----- THE RECORDS -----

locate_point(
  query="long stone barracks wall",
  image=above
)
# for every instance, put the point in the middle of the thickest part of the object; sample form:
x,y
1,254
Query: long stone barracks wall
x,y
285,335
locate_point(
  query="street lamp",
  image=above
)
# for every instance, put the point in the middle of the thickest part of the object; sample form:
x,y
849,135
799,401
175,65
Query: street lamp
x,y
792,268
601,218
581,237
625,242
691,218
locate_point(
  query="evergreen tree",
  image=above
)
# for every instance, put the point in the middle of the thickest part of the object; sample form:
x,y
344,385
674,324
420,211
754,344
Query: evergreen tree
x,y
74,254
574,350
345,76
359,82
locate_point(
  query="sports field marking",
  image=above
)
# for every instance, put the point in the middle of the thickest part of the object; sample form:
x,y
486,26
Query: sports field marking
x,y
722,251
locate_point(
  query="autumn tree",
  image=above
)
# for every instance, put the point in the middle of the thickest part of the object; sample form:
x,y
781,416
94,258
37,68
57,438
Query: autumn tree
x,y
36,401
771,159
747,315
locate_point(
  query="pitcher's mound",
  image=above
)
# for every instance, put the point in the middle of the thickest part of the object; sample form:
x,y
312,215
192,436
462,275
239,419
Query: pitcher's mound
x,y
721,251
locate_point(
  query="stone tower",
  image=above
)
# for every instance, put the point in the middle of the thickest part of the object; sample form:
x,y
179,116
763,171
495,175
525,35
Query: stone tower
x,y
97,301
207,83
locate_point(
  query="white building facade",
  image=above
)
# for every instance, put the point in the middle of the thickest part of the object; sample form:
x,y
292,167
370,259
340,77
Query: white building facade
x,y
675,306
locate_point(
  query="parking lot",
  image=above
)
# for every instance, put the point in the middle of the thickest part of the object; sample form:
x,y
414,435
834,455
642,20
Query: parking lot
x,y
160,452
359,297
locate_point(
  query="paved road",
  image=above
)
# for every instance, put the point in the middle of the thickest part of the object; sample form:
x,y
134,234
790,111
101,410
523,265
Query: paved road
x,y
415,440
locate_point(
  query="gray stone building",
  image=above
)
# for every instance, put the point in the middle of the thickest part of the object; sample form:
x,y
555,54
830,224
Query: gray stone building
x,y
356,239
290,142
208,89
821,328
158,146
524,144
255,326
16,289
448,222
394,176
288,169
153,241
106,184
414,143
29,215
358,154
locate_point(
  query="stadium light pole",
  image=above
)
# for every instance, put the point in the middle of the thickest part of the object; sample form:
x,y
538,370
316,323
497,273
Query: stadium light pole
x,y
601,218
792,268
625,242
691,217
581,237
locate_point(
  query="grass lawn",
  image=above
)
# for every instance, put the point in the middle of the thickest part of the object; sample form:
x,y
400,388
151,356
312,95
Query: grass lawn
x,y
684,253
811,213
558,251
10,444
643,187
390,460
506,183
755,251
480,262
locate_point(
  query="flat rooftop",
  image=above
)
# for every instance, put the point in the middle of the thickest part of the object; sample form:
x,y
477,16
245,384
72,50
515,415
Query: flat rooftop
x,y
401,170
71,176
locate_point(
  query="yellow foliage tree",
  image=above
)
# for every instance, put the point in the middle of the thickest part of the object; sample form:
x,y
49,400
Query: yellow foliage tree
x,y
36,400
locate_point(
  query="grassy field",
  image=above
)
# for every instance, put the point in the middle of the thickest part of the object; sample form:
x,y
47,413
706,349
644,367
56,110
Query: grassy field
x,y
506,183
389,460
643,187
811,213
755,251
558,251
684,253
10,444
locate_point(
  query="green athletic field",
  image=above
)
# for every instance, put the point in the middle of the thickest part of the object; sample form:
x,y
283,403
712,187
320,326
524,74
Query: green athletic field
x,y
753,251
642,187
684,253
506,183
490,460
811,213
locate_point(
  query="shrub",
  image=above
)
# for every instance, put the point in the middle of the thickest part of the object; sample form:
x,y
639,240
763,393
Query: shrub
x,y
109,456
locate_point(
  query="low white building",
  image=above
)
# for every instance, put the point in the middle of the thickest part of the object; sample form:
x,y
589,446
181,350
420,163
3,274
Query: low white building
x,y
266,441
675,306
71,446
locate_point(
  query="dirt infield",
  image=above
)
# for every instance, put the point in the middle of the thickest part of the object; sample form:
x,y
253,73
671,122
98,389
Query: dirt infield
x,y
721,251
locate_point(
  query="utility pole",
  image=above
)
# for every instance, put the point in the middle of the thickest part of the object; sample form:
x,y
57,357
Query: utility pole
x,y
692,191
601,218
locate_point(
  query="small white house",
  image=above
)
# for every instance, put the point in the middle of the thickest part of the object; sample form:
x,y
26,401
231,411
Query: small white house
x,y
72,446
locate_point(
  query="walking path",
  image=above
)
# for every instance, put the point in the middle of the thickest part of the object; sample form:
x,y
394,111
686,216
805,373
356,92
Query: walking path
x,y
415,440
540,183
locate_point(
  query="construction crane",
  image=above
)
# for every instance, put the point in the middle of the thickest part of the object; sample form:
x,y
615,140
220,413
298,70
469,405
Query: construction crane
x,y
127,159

-----

__TASK__:
Each line of the data must be retyped exactly.

__ANSWER TO THE PROBLEM__:
locate_point(
  query="long stone barracks wall",
  image=above
)
# for every instance, put the point in the middle of the thickest part of the object; sample form:
x,y
1,254
Query: long stone barracks wall
x,y
285,335
locate_point(
  query="street lamp",
  image=above
)
# for every instance, put the point in the middle of the thickest part of the object; sample form:
x,y
849,135
799,401
175,65
Query: street lamp
x,y
792,268
601,218
581,237
625,242
691,218
locate_point(
  query="evergreen tree",
  image=above
)
# for every instance, put the point in the middle of the thickest part of the object; sample form:
x,y
344,385
674,324
420,211
754,344
Query: evergreen tree
x,y
74,254
574,350
345,76
359,82
locate_point(
  query="sports field marking",
  image=above
)
# for every instance, put the point in the middle of the thickest part of the object; sample form:
x,y
486,26
Query: sports field marking
x,y
722,251
locate_point(
  query="autumn tree",
  image=above
)
# for every instance, put the point in the middle of the thickest part of the object; sample form:
x,y
781,416
94,258
37,68
57,438
Query: autumn tree
x,y
36,401
771,159
747,315
locate_point(
  query="pitcher's mound",
  image=above
)
# for every instance, put the point in the middle of the thickest part of the object; sample form:
x,y
312,215
192,436
462,275
239,419
Query: pitcher's mound
x,y
721,251
locate_point(
  query="stone tower",
  image=above
)
# for every instance, put the point in the middle of the thickest part of the object; sample form:
x,y
179,116
763,171
495,175
525,35
Query: stone tower
x,y
97,301
207,83
locate_point(
  query="white building facade",
  image=above
)
# for every instance, put the point in the middle of the thickest part of the object; sample form:
x,y
292,167
370,259
340,77
Query: white building facade
x,y
675,306
locate_point(
  query="parking lot",
  image=above
)
# for every instance, put the point in the middle of the thickest part of the object; sample form:
x,y
414,435
834,455
642,20
Query: parking lot
x,y
160,452
359,297
locate_point(
  query="paved road",
  image=above
)
# for every instance, put the point in the middle of the thickest part of the object; sample form:
x,y
134,234
790,111
101,410
523,265
Query: paved road
x,y
415,440
locate_point(
  query="gray stone building",
  image=above
)
# for every instance, put the point in the middle of the thickest part of the object; sample form:
x,y
555,54
830,224
Query: gray stone building
x,y
356,239
290,142
208,89
821,328
158,146
524,144
255,326
16,289
448,222
394,176
288,169
153,241
106,184
414,143
29,215
358,154
locate_point(
  query="stadium light pole",
  image=above
)
# for every instance, put the point in the middle of the thickest part of the object; sample form:
x,y
538,370
316,323
497,273
Query: stadium light pole
x,y
601,218
792,268
625,242
691,217
581,237
locate_point(
  query="grass lawn",
  image=above
)
# for every instance, put the point in the middle of the thickest part of the object; sample form:
x,y
400,388
151,356
312,95
Query: grass lawn
x,y
684,253
811,213
558,251
10,444
643,187
390,460
506,183
755,251
480,262
locate_point(
  query="flat rooftop",
  image=above
)
# for every instance, put the point in the middle of the thickest part of the object; sample form:
x,y
477,16
245,384
72,50
515,415
Query: flat rooftop
x,y
401,170
71,176
locate_point(
  query="yellow foliage tree",
  image=above
)
# for every instance, put the point in the middle of the thickest part of the object; sample form:
x,y
49,400
Query: yellow foliage tree
x,y
36,400
locate_point(
  query="grassy field",
  image=above
)
# for every instance, put the point in the middle of the thickest part of the object; sample form:
x,y
47,413
706,349
644,367
56,110
Query: grassy field
x,y
506,183
389,460
643,187
811,213
755,251
558,251
684,253
10,444
locate_point(
  query="green athletic field",
  image=above
)
# for every instance, put the point in the middle of the thickest part of the object; sample form:
x,y
283,403
712,187
320,326
524,74
Query: green athletic field
x,y
753,251
642,187
684,253
506,183
490,460
811,213
locate_point(
  query="shrub",
  image=above
)
# for every instance, put the point in the middle of the thickest part of the object; sample form:
x,y
639,240
763,393
Query: shrub
x,y
109,456
locate_point(
  query="low white building",
  image=above
)
# for every instance, put the point in the middle of the thickest part of the object; sample form:
x,y
589,446
181,350
420,163
3,274
Query: low white building
x,y
266,441
675,306
71,446
locate_point(
  query="dirt infield",
  image=above
)
# for every instance, put the point in the middle of the thickest part of the object; sample form:
x,y
253,73
671,122
98,389
Query: dirt infield
x,y
721,251
locate_point(
  query="utility pole",
  image=above
)
# for every instance, put the point in the middle of the thickest part of the object; sample form:
x,y
57,357
Query: utility pole
x,y
692,191
601,218
locate_point(
  query="small white house",
  image=above
)
# for every instance, put the point in the middle of the thickest part of the object; sample form:
x,y
26,401
231,411
Query: small white house
x,y
72,446
locate_point(
  query="walking path",
  image=above
)
# for every instance, put the point in the middle of the thickest part of the object; sample form:
x,y
394,111
686,216
805,373
356,92
Query: walking path
x,y
415,440
540,183
locate_point(
  query="construction crane",
  image=above
)
# for every instance, put the point in the middle of the thickest part of the object; sample form:
x,y
615,140
220,413
298,70
469,405
Query: construction crane
x,y
127,159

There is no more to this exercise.